Your task is to find every line in the records that holds the string "come" and copy it.

____ Data for this task

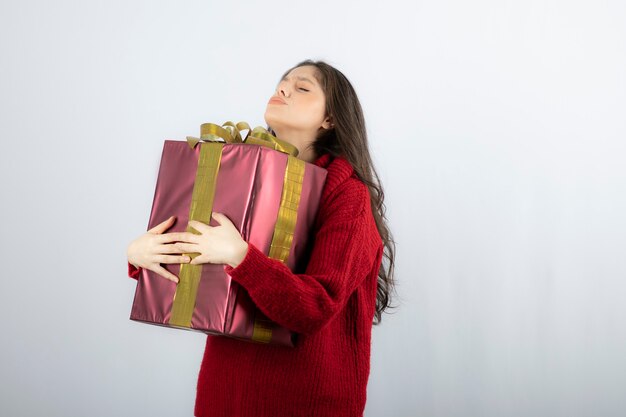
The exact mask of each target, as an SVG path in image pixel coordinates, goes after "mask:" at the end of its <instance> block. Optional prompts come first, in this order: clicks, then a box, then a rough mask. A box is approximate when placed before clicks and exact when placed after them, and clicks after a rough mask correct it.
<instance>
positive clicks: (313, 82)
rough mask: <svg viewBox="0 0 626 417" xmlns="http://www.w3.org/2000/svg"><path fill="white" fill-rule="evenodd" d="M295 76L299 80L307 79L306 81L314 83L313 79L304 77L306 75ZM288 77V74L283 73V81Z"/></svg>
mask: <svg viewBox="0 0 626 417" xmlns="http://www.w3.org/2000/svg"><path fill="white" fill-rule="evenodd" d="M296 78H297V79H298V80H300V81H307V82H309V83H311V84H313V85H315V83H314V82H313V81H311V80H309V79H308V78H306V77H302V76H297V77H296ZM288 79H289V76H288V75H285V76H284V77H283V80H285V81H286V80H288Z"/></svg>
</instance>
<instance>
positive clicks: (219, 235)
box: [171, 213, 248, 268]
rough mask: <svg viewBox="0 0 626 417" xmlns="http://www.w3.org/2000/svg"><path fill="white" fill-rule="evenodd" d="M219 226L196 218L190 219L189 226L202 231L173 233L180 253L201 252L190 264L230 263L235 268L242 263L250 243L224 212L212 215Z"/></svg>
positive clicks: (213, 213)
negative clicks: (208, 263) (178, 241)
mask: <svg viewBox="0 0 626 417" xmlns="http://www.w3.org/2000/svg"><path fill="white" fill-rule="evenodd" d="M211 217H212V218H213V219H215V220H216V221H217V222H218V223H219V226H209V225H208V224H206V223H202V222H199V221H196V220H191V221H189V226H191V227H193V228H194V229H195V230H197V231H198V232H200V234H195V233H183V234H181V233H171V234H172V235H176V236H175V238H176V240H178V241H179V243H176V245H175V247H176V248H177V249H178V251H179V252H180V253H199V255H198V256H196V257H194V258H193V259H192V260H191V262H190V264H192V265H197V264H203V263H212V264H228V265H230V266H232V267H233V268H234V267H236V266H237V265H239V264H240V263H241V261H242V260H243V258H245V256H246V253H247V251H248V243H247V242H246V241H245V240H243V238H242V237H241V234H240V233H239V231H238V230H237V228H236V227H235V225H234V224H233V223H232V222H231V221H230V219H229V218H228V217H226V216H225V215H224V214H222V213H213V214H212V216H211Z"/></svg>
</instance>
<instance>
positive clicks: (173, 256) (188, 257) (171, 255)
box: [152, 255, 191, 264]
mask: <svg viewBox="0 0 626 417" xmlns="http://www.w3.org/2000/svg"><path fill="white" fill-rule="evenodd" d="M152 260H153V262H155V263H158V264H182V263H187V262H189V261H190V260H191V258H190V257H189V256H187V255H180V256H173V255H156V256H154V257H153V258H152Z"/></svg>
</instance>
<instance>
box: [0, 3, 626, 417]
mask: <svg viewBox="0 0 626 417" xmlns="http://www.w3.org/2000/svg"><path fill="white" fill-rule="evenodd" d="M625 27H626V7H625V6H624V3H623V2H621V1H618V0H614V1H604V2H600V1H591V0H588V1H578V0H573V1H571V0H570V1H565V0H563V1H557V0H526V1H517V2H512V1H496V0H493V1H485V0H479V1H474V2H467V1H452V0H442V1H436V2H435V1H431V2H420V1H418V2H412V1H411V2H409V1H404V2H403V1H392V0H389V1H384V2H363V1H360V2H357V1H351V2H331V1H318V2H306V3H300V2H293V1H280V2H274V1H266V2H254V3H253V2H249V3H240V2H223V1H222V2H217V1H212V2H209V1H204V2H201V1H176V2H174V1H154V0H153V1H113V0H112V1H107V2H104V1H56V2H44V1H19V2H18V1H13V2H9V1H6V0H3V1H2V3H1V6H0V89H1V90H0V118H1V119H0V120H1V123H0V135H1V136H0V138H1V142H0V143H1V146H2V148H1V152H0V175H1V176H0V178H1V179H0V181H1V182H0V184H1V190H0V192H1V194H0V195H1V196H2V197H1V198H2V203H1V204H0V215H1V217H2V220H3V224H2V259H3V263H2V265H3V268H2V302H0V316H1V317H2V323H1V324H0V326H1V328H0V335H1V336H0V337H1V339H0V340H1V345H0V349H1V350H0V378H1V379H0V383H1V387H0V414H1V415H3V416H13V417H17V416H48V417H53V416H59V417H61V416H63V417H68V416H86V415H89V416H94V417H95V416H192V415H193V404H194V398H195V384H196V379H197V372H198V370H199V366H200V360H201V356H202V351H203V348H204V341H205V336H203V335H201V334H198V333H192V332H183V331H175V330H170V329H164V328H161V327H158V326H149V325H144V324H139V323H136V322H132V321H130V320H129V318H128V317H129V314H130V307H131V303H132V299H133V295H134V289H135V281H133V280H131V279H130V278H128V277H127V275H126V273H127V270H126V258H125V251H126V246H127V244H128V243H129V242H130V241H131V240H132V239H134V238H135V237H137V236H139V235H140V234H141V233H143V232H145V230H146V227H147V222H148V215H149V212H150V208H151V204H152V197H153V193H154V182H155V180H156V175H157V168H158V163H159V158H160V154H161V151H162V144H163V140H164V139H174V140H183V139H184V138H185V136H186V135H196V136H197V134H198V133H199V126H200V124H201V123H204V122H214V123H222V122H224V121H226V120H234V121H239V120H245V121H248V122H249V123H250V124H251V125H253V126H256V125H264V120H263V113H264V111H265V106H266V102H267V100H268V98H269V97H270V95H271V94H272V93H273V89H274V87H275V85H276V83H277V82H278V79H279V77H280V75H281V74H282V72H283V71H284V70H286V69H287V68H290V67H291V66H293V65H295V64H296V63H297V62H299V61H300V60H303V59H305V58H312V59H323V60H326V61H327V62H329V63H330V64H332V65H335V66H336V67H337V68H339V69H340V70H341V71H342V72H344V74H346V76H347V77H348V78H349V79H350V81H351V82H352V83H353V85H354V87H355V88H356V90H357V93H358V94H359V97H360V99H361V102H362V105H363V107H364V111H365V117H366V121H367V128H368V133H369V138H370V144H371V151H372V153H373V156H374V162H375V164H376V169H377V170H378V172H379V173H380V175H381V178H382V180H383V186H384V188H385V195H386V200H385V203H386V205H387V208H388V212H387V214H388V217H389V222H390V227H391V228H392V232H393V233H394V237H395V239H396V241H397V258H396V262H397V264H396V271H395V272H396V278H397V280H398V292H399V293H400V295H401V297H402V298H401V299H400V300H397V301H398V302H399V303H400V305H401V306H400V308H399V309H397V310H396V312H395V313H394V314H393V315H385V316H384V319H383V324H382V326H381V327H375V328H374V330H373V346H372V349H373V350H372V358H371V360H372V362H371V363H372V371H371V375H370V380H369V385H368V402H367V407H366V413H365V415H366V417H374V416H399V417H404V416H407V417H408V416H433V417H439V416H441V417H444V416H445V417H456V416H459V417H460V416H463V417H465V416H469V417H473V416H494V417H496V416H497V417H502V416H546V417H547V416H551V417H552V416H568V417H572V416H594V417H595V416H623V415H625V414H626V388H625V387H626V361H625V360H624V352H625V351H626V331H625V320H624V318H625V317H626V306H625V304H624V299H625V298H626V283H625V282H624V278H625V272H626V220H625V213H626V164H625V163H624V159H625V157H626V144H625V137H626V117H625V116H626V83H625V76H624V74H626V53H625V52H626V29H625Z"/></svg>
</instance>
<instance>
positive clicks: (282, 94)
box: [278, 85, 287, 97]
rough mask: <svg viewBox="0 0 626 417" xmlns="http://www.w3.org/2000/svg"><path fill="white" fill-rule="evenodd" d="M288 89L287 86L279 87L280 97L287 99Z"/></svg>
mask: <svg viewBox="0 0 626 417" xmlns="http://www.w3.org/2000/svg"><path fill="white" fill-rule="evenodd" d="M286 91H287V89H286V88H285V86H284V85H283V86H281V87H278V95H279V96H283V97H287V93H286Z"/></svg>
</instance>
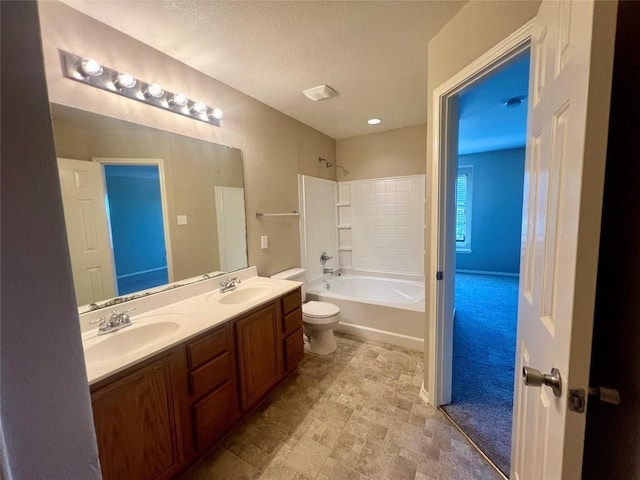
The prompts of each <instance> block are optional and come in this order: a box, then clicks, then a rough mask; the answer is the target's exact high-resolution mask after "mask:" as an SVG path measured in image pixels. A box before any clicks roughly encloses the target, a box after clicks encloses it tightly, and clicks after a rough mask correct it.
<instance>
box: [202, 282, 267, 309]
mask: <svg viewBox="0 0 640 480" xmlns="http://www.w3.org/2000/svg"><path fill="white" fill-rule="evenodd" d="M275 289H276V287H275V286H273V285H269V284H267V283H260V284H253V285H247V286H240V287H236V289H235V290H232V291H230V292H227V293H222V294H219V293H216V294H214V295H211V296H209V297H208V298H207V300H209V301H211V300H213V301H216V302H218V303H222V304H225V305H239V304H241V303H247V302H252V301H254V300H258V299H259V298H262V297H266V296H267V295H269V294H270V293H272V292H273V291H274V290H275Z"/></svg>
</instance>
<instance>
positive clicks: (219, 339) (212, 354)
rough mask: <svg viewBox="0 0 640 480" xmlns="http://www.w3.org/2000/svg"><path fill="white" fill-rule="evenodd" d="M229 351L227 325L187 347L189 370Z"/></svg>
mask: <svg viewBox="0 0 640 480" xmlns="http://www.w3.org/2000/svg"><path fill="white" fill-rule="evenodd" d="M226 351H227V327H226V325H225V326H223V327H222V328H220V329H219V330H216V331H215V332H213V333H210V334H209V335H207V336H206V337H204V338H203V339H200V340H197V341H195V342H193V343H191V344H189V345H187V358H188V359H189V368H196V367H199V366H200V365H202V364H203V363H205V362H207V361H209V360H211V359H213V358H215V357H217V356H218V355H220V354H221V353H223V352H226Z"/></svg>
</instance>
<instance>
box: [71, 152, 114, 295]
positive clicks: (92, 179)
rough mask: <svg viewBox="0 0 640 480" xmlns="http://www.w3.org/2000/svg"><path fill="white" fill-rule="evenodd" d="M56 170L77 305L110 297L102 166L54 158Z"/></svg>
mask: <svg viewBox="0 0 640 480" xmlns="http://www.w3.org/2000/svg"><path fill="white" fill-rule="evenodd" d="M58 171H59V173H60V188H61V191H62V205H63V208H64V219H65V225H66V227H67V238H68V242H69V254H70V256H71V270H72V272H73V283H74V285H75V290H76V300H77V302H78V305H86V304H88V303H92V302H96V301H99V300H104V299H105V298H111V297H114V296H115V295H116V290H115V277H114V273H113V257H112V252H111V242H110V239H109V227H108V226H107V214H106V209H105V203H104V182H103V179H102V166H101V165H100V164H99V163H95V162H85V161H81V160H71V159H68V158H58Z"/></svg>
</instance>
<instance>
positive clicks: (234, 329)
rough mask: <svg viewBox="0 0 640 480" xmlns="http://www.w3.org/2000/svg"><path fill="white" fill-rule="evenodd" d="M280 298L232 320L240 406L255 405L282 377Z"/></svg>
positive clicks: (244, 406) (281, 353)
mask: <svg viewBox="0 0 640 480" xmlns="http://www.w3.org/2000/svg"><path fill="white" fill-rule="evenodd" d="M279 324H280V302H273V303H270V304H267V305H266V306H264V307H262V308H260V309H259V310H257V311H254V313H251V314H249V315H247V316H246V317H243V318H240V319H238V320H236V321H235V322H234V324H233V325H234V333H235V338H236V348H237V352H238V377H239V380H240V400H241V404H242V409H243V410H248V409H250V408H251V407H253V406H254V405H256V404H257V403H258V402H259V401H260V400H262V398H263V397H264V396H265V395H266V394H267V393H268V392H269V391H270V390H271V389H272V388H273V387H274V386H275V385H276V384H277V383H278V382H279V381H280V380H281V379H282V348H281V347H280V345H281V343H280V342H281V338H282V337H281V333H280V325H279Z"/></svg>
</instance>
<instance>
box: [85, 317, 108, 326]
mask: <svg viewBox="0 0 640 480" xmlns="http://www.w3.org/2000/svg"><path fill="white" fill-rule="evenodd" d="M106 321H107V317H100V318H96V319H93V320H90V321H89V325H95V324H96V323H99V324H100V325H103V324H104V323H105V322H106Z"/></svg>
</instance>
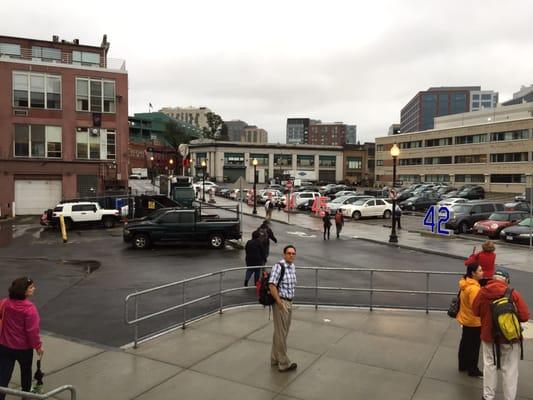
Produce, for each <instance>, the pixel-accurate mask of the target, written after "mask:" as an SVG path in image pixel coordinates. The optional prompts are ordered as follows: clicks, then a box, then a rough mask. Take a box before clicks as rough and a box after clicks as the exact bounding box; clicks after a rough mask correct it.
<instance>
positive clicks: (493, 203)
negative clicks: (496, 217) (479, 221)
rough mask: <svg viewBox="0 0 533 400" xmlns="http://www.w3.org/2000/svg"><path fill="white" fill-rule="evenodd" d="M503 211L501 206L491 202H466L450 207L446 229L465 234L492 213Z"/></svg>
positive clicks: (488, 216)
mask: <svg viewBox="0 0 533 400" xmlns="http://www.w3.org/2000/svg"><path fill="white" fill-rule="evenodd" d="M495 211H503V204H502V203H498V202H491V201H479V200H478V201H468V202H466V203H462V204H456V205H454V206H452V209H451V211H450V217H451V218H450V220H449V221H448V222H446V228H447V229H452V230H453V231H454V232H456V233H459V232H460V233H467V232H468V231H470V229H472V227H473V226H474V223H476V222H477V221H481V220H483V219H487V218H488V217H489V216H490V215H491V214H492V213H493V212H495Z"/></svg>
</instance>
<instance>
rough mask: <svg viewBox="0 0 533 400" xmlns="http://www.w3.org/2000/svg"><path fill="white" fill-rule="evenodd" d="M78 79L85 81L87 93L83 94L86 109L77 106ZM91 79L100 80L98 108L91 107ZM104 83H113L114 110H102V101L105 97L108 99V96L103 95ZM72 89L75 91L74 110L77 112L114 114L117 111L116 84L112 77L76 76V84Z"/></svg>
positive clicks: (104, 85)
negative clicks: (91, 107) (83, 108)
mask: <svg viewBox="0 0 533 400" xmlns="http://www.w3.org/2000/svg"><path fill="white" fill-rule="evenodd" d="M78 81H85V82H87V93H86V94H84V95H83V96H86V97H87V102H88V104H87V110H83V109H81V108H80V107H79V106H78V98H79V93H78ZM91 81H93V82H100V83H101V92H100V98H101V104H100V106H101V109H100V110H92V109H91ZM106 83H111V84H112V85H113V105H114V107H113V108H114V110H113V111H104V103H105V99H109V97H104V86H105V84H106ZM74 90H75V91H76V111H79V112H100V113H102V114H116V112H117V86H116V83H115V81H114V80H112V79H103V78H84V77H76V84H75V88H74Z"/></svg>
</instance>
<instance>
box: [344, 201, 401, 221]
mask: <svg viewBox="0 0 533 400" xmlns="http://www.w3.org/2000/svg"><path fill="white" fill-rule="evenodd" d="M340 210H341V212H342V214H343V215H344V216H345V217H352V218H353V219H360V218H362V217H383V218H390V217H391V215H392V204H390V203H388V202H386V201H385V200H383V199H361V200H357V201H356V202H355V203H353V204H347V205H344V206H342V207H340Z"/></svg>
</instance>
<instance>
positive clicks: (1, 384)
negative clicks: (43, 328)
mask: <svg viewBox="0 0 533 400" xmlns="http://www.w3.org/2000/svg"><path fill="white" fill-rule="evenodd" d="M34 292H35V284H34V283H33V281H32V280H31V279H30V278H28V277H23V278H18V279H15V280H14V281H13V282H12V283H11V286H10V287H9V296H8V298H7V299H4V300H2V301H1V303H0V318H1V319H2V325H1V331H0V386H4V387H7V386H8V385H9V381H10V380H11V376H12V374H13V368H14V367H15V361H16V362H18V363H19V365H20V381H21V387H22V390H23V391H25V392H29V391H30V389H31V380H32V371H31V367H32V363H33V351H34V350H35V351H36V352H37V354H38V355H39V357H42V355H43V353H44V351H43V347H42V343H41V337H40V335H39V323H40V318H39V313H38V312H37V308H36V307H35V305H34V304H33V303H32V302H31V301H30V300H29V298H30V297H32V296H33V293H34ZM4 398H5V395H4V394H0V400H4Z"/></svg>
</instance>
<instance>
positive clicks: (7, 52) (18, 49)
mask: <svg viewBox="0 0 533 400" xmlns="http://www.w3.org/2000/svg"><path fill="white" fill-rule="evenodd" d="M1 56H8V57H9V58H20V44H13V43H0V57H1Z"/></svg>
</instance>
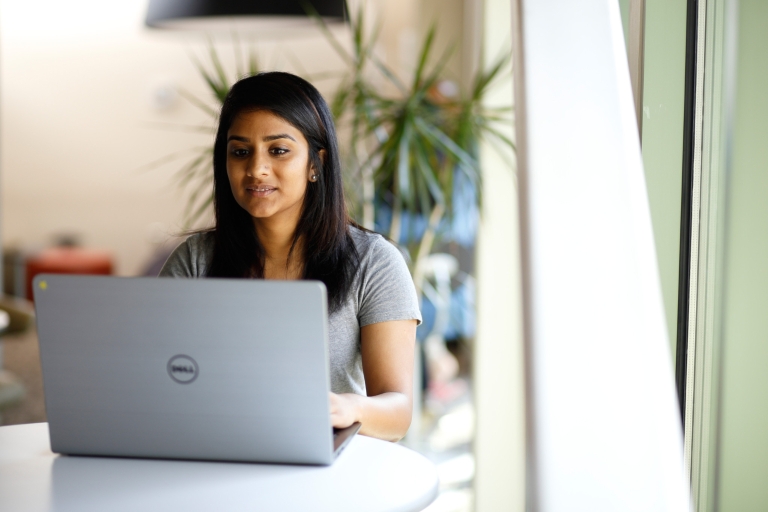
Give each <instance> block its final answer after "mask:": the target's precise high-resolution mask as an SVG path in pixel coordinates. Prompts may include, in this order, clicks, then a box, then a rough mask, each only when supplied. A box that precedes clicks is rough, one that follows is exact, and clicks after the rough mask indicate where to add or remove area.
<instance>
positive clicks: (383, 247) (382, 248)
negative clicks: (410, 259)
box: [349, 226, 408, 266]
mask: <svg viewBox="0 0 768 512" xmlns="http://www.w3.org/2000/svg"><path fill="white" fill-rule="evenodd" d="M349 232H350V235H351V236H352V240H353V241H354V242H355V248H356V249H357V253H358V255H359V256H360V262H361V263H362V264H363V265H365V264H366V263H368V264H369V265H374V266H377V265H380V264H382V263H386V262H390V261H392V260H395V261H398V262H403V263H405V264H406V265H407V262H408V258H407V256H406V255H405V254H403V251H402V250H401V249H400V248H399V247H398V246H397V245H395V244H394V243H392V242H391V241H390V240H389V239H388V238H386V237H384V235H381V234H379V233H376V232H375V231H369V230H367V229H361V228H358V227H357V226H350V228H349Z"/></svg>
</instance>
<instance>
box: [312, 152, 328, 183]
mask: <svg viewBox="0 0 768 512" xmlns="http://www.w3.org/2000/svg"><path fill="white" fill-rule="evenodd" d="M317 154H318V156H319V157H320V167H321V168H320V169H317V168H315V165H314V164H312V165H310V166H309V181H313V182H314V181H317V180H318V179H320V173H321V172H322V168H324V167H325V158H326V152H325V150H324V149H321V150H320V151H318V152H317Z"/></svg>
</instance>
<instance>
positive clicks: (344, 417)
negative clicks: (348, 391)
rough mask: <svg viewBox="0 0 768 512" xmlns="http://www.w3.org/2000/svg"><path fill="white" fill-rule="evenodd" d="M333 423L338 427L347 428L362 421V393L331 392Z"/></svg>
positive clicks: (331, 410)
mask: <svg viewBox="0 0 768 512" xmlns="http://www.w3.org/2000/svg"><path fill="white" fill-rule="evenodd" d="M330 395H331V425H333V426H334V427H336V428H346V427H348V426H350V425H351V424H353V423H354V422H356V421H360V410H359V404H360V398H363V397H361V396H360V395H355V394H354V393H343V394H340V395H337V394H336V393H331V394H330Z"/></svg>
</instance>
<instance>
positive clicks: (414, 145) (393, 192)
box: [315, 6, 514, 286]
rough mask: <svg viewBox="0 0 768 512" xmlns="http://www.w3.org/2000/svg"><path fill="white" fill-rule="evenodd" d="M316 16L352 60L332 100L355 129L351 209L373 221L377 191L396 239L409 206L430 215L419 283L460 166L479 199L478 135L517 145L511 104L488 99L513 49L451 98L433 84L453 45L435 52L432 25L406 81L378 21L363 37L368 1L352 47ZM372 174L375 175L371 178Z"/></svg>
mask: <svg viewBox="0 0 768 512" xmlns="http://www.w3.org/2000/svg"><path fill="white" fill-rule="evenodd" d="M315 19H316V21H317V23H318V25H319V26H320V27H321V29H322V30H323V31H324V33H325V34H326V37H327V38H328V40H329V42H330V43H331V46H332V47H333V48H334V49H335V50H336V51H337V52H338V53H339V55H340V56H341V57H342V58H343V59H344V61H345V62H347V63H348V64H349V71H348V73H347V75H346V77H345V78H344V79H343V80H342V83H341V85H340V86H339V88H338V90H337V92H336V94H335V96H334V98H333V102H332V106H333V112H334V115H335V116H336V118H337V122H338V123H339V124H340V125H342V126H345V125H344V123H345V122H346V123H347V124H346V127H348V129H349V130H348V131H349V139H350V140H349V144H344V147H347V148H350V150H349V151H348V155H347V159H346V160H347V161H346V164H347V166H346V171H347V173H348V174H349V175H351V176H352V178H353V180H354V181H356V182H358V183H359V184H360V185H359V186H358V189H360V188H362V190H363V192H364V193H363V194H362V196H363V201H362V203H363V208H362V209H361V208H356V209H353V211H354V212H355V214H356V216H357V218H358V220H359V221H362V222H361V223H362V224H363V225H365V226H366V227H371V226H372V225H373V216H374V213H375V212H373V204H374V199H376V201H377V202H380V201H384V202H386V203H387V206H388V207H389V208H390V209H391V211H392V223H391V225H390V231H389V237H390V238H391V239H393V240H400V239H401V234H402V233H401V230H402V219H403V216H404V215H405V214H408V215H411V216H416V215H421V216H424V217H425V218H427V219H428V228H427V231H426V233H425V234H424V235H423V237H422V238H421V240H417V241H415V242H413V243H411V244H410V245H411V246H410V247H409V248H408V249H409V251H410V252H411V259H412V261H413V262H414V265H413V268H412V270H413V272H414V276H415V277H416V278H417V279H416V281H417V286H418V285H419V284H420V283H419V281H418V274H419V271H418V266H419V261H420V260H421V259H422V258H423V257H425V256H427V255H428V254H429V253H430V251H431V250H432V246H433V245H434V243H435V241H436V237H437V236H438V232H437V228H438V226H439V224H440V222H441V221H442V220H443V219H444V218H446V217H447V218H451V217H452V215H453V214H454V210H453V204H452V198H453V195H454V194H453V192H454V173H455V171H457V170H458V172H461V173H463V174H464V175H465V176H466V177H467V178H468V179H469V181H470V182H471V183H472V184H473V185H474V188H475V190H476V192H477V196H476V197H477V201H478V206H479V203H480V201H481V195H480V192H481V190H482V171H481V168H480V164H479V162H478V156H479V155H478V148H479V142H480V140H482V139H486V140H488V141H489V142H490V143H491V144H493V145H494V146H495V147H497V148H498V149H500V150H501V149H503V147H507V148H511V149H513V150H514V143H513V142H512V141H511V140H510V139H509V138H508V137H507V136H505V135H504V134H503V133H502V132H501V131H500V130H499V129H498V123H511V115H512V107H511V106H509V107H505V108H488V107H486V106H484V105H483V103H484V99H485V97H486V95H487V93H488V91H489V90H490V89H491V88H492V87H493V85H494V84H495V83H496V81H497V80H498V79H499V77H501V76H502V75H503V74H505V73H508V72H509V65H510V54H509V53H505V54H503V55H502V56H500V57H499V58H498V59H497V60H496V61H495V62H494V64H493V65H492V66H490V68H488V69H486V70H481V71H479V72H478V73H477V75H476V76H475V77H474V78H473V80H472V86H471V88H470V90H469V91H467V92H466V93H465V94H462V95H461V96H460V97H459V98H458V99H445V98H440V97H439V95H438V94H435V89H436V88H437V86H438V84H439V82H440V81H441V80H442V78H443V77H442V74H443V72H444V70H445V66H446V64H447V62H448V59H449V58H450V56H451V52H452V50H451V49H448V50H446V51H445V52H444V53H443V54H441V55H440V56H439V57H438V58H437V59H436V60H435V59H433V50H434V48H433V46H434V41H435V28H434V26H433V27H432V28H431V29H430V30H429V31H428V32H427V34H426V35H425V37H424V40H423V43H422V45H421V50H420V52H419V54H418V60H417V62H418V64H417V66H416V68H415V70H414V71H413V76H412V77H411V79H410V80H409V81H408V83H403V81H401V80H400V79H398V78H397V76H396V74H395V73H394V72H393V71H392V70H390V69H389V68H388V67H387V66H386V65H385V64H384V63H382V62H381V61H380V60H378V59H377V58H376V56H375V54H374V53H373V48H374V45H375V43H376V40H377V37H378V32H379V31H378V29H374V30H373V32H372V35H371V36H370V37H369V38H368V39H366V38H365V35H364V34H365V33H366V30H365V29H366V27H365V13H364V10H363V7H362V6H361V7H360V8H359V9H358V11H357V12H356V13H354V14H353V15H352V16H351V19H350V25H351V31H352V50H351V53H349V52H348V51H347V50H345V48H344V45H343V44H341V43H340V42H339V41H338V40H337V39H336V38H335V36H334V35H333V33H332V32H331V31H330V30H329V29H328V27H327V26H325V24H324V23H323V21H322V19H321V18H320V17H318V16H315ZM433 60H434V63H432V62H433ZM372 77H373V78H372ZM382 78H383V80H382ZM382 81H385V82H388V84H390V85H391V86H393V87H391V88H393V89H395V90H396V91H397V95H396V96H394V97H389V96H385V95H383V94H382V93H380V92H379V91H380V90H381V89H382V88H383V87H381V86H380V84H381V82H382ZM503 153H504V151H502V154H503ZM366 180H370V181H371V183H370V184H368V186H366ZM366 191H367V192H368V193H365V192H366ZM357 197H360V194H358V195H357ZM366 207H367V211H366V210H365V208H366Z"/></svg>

________

** Exercise solution **
The exact mask of each target, as an SVG path in image pixel coordinates, goes after "mask:" at the end of its <instance> block. Optional prompts come first, in this order: clicks, then a box, then a rough mask. A box is approximate when placed before clicks and exact when placed after them, and clicks after a rough mask correct it.
The prompts of each <instance> block are optional and come in this order: a box, then clicks, then a rough mask; the answer is the target's exact high-resolution mask after "mask:" as an SVG path measured in image pixels. A box before any clicks roughly encloses the target, a box after clicks encloses it tightly, and clicks after a rough mask correct it.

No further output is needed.